Chat GPT (Transformador Preentrenado Generativo) es una plataforma que permite a usuarios interactuar con la Inteligencia Artificial a través de un chat con interfaz sencilla, sin necesidad de conocimientos específicos de programación. Esta tecnología, basada en un modelo de lenguaje con más de 175 millones de parámetros, permite traducir, responder preguntas, conversar y generar texto de una manera natural e informativa, a tal grado que se especula podría llegar a eliminar la necesidad de buscadores como Google o Bing al presentar la información sintetizada y exacta que los usuarios necesiten. Además, se encuentra en un proceso de aprendizaje constante que le permite mejorar su interacción y respuestas, así como perfilar a su usuario. Esta tecnología va un paso más adelante de la mayoría de los asistentes de voz, podría describirse como chatear con un híbrido de Alexa, Siri o Cortana pero con una capacidad decenas de veces mayor, sino es que cientos. 

De esta forma, encontramos un nuevo punto de convergencia entre las personas y las nuevas tecnologías, un punto de inflexión que nos lleva a recordar las tres reglas de la robótica propuestas por el padre de la ciencia ficción, Isaac Asimov: “un robot no puede dañar a un ser humano ni por inacción, permitir que un ser humano sufra daño”, “un robot debe cumplir las órdenes de los seres humanos, excepto si dichas órdenes entran en conflicto con la Primera Ley”, “un robot debe proteger su propia existencia en la medida en que ello no entre en conflicto con la primera o segunda leyes”. Además de ello, representa un dilema ético titánico que no habíamos enfrentado antes, pues incide en distintos aspectos de nuestra vida que abarcan desde la pérdida de empleos hasta los nuevos retos para el sector educativo.

DATOS ALMACENADOS »
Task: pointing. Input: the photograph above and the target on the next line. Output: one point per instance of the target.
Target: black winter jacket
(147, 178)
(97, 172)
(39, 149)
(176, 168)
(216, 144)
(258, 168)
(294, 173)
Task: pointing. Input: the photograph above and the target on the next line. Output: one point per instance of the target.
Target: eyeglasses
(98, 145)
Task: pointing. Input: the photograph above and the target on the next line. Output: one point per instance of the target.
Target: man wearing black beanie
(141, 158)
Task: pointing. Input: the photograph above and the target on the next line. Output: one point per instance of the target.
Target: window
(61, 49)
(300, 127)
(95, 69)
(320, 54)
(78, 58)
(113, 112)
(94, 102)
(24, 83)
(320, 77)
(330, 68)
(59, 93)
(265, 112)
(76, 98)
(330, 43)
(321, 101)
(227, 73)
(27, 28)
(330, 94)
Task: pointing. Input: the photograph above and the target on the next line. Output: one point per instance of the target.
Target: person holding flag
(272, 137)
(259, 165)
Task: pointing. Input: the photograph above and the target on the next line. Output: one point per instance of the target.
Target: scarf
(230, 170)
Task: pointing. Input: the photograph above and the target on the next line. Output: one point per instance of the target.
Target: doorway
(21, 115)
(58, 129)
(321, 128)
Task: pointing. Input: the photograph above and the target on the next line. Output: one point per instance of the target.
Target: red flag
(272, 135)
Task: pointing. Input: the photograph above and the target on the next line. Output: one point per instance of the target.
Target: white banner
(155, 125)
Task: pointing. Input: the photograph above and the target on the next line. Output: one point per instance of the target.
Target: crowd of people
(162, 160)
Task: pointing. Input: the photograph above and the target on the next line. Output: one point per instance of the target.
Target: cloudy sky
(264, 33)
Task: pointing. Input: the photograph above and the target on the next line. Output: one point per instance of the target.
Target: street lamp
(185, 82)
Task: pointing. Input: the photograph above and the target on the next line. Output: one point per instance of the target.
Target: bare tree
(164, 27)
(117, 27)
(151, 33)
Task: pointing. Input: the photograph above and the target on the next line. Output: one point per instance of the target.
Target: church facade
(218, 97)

QUÉ HARÁS »
a: Según el texto sobre ChatGPT, ¿por qué se especula que esta tecnología podría eliminar la necesidad de buscadores como Google o Bing? Explícalo en una a tres oraciones.
b: Reproduce, por favor, palabra por palabra el fragmento del texto sobre ChatGPT que va de "De esta forma, encontramos" a "el sector educativo.".

RESPUESTAS »
a: Se especula que podría hacerlo porque presenta de manera sintetizada y exacta la información que los usuarios necesitan. Genera texto de forma natural e informativa.

b:
De esta forma, encontramos un nuevo punto de convergencia entre las personas y las nuevas tecnologías, un punto de inflexión que nos lleva a recordar las tres reglas de la robótica propuestas por el padre de la ciencia ficción, Isaac Asimov: “un robot no puede dañar a un ser humano ni por inacción, permitir que un ser humano sufra daño”, “un robot debe cumplir las órdenes de los seres humanos, excepto si dichas órdenes entran en conflicto con la Primera Ley”, “un robot debe proteger su propia existencia en la medida en que ello no entre en conflicto con la primera o segunda leyes”. Además de ello, representa un dilema ético titánico que no habíamos enfrentado antes, pues incide en distintos aspectos de nuestra vida que abarcan desde la pérdida de empleos hasta los nuevos retos para el sector educativo.